*Given data:*
[Start]
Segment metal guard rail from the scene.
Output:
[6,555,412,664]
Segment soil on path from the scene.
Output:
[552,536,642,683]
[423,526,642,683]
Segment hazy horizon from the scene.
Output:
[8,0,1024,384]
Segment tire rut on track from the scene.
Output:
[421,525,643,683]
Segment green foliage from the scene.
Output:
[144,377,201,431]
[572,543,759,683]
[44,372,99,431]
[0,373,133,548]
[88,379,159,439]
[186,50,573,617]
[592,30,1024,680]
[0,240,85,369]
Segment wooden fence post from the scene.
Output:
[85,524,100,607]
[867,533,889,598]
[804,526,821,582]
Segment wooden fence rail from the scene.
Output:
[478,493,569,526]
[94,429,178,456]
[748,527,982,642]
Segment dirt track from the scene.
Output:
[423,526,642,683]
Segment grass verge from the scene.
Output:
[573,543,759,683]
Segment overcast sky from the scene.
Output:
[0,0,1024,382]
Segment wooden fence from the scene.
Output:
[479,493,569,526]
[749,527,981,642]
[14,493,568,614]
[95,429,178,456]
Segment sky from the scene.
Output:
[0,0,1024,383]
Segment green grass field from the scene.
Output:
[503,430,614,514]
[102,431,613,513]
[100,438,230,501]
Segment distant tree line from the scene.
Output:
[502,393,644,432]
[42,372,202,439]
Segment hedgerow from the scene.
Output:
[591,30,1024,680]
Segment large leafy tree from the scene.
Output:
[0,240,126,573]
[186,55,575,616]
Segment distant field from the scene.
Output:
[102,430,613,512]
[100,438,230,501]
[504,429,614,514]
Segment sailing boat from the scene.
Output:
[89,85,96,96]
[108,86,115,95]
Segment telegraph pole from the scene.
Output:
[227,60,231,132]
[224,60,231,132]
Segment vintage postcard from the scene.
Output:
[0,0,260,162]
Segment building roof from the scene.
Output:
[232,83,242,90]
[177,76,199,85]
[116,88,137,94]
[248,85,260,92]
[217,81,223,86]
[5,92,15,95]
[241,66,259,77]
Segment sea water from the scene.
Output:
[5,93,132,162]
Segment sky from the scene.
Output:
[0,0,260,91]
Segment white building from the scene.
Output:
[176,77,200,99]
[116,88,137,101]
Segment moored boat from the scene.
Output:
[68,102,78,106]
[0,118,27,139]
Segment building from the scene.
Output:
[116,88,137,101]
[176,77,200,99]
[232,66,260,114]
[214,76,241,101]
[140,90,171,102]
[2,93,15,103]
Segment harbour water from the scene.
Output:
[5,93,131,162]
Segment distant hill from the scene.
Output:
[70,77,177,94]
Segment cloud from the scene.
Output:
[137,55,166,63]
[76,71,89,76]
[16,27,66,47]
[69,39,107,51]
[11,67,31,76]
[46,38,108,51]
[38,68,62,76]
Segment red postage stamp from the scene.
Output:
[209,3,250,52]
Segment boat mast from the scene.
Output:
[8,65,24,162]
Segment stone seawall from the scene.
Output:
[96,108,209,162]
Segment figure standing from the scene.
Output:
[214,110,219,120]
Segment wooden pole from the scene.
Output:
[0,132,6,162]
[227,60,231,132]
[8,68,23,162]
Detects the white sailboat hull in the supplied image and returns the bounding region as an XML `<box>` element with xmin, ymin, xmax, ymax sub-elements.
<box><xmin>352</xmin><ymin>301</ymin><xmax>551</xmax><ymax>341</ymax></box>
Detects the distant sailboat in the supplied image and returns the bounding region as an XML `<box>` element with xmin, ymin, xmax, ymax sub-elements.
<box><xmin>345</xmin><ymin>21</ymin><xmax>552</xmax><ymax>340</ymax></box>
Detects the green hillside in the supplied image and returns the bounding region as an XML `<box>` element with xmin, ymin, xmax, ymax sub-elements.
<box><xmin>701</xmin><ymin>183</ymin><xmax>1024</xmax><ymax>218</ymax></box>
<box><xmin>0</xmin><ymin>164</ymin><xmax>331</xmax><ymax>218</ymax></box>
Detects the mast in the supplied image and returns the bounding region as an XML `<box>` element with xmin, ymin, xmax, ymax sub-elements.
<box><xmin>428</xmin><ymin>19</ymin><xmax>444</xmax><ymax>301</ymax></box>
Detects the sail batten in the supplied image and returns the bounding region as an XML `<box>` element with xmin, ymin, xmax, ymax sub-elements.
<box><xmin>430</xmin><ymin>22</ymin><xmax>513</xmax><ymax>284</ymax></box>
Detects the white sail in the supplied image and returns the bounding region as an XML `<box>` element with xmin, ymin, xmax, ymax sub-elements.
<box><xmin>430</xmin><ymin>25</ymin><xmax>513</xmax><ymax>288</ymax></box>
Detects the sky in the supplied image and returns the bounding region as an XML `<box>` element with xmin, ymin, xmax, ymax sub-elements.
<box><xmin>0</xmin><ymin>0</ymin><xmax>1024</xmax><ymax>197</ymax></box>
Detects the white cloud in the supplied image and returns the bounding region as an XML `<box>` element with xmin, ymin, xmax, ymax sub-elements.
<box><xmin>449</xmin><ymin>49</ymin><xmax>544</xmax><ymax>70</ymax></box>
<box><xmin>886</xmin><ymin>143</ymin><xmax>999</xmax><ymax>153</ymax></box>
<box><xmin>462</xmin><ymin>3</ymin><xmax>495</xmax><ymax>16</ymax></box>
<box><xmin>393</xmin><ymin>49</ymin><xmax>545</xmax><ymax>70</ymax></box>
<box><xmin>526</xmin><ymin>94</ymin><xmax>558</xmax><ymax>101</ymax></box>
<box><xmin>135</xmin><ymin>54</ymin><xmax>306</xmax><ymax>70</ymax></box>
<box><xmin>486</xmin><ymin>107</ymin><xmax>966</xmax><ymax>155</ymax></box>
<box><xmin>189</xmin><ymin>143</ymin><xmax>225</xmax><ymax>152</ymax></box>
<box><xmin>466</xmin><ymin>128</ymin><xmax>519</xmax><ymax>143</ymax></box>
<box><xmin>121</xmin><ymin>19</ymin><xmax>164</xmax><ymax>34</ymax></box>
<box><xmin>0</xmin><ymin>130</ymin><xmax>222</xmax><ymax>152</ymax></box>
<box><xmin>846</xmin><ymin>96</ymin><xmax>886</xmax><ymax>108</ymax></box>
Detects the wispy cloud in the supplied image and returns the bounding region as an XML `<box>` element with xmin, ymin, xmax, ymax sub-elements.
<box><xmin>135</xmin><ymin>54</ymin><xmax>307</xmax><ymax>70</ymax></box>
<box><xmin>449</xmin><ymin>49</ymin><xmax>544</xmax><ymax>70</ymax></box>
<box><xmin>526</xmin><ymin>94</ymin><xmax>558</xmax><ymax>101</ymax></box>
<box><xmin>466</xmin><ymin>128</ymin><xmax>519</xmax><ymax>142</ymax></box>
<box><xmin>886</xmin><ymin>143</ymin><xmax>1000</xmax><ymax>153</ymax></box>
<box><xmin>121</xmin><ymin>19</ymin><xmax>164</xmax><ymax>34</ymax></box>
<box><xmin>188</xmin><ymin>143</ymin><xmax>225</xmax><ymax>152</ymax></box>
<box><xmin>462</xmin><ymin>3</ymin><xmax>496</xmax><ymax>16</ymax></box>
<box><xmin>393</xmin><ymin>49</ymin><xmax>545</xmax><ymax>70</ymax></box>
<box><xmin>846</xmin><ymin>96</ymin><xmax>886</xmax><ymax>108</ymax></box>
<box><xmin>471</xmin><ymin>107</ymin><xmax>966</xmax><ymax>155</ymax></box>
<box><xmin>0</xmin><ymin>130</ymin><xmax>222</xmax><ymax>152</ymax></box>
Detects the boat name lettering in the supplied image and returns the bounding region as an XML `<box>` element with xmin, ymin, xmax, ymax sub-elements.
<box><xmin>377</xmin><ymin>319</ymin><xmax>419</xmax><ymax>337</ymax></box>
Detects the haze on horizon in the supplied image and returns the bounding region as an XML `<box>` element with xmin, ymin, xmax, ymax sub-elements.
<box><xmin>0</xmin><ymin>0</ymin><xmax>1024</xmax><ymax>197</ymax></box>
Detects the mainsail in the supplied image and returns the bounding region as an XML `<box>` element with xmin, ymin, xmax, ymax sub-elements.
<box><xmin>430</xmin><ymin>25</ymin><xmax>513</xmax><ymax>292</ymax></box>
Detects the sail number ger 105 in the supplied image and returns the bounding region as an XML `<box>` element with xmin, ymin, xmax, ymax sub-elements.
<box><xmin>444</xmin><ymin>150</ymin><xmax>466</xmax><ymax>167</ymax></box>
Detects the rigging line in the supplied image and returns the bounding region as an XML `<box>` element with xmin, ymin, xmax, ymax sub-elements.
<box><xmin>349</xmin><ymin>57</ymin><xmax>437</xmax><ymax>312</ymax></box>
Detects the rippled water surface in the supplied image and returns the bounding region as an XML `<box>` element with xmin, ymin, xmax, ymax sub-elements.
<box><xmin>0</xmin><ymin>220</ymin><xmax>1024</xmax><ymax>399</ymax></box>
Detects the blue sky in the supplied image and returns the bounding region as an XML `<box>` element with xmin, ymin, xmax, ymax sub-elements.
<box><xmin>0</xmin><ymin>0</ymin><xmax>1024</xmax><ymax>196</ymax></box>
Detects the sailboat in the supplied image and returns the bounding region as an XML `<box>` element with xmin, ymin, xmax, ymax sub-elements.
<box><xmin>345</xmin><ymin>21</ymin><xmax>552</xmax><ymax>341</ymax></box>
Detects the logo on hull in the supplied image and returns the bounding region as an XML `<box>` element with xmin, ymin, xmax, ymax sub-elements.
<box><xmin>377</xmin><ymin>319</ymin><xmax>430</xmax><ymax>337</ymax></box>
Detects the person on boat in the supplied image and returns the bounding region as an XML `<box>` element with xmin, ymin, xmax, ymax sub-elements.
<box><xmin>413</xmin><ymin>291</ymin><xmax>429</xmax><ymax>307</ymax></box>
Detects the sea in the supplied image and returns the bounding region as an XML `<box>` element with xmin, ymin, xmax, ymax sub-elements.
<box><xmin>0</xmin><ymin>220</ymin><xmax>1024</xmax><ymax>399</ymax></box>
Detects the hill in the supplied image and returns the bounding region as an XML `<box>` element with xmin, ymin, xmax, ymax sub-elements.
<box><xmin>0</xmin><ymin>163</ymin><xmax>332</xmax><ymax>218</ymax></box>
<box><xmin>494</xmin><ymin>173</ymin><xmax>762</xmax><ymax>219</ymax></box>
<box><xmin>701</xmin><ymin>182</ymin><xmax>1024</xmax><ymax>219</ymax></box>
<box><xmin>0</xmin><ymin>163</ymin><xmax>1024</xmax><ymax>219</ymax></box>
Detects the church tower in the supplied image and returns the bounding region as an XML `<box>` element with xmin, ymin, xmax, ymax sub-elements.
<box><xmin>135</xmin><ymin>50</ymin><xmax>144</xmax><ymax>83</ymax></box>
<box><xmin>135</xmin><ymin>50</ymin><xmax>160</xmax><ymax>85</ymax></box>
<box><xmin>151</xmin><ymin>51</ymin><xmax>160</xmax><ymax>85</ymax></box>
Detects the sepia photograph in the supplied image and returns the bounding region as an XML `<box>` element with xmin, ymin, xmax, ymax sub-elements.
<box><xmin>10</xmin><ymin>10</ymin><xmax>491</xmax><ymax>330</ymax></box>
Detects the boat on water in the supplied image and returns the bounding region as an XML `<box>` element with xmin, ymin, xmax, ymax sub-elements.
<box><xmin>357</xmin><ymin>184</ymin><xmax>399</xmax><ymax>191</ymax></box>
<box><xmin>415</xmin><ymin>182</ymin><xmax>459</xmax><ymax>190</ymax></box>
[End]
*Task prompt:*
Reproduce every line of the items above, from the line containing "Segment green foliage from the scene." through the line containing "[804,526,821,582]", both included, and offset each bounding box coordinate by adding 145 to it.

*Solution below:*
Segment green foliage from the scene.
Output:
[289,522,346,576]
[717,688,904,828]
[189,517,244,576]
[145,518,278,693]
[233,524,304,584]
[331,195,718,762]
[737,175,1169,825]
[145,385,230,514]
Segment wooden fence post from the scene.
Output:
[230,669,245,752]
[1012,678,1034,743]
[949,671,966,727]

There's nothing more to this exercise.